Provided passage -
....

I didn't like it for that same reason, but always wondered if it were
just a case of my drinking the djb kool aid.

>
>
> PowerDNS Recursor is the recursive-server matching element to PowerDNS
> Authoritative Server from the same folks. Both are back-ended into
> SQL databases (default MySQL).


Nix on that, for similar reasons as my keeping away from dbus-necessary
software.

[snip]

> Deadwood is by Sam Trenholme, author of MaraDNS, who is (fair
> disclosure) like you a friend of mine. He wrote it as the
> from-scratch replacement for the recursive-server daemon in the
> antecedent MaraDNS suite, i.e., if you install the
> currently-maintained MaraDNS 2.x suite, you get Deadwood as its
> recursive-server component rather than the original implementation --
> but Sam also decided to package Deadwood separately for people who
> want _just_ recursive functions. As noted in my
> http://linuxmafia.com/faq/Network_Other/dns-servers.html#deadwood
> writeup, in a comparative test by Sam of compiling stripped binaries
> with the same compiler optimisation, Deadwood weighed in as the
> second smallest binary. Advantage: has good security history.
> Disadvantage: maintained by just one guy, and part-time at that.


Sounds excellent. Maintained by one is less of a problem when there are
so many alternatives.

>
>
> Unbound was the second effort by the .nl TLD people, NL Labs, after
> they wrote NSD, an authoritative server so successful it's now used
> by many TLD nameservers and root nameservers. Advantages: clean
> design, extremely well maintained, good security history. And it Just
> Works.[tm] Disadvantages: can't think of any offhand.

....

Material shown -
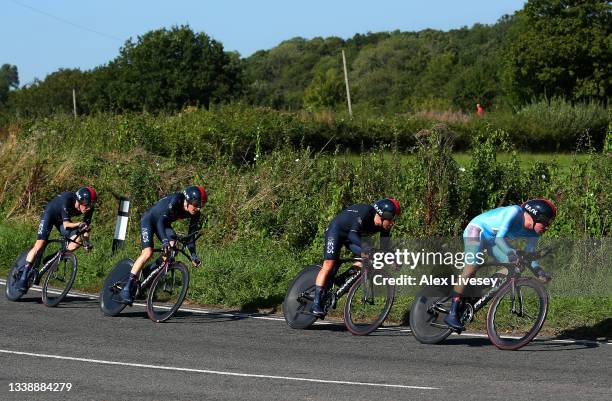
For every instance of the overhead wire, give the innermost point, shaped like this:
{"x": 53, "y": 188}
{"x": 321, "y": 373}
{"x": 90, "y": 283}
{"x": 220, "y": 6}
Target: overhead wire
{"x": 66, "y": 21}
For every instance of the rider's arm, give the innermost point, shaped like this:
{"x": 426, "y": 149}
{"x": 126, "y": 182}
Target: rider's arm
{"x": 194, "y": 226}
{"x": 385, "y": 239}
{"x": 66, "y": 217}
{"x": 161, "y": 225}
{"x": 354, "y": 241}
{"x": 531, "y": 246}
{"x": 508, "y": 218}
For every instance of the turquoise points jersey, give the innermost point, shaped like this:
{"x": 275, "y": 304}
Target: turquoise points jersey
{"x": 500, "y": 224}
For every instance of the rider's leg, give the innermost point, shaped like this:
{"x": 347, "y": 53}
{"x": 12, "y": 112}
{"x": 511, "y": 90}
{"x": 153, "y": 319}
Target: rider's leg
{"x": 70, "y": 233}
{"x": 330, "y": 255}
{"x": 472, "y": 245}
{"x": 23, "y": 282}
{"x": 146, "y": 244}
{"x": 320, "y": 283}
{"x": 127, "y": 292}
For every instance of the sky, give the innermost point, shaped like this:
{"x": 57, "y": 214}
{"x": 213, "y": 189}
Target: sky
{"x": 42, "y": 36}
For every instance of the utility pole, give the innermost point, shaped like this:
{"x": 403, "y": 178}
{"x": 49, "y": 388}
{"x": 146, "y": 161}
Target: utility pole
{"x": 348, "y": 92}
{"x": 74, "y": 102}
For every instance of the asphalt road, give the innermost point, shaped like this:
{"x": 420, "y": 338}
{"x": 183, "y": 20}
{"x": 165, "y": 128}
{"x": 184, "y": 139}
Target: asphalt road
{"x": 233, "y": 356}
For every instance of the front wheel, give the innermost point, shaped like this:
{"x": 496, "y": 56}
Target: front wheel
{"x": 427, "y": 318}
{"x": 299, "y": 298}
{"x": 110, "y": 302}
{"x": 167, "y": 292}
{"x": 367, "y": 305}
{"x": 59, "y": 279}
{"x": 517, "y": 314}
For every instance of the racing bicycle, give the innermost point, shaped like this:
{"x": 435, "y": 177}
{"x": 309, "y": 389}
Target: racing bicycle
{"x": 517, "y": 313}
{"x": 167, "y": 283}
{"x": 367, "y": 304}
{"x": 60, "y": 267}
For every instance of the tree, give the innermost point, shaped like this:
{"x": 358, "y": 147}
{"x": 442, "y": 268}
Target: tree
{"x": 170, "y": 69}
{"x": 9, "y": 79}
{"x": 563, "y": 49}
{"x": 325, "y": 91}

....

Required work -
A. In the DNS server discussion above, copy word for word the part that opens with the words containing "I didn't like" and closes with "databases (default MySQL).".
B. Who wrote Deadwood, according to the DNS server discussion above?

Responses -
A.
I didn't like it for that same reason, but always wondered if it were
just a case of my drinking the djb kool aid.

>
>
> PowerDNS Recursor is the recursive-server matching element to PowerDNS
> Authoritative Server from the same folks. Both are back-ended into
> SQL databases (default MySQL).

B. Sam Trenholme, the author of MaraDNS.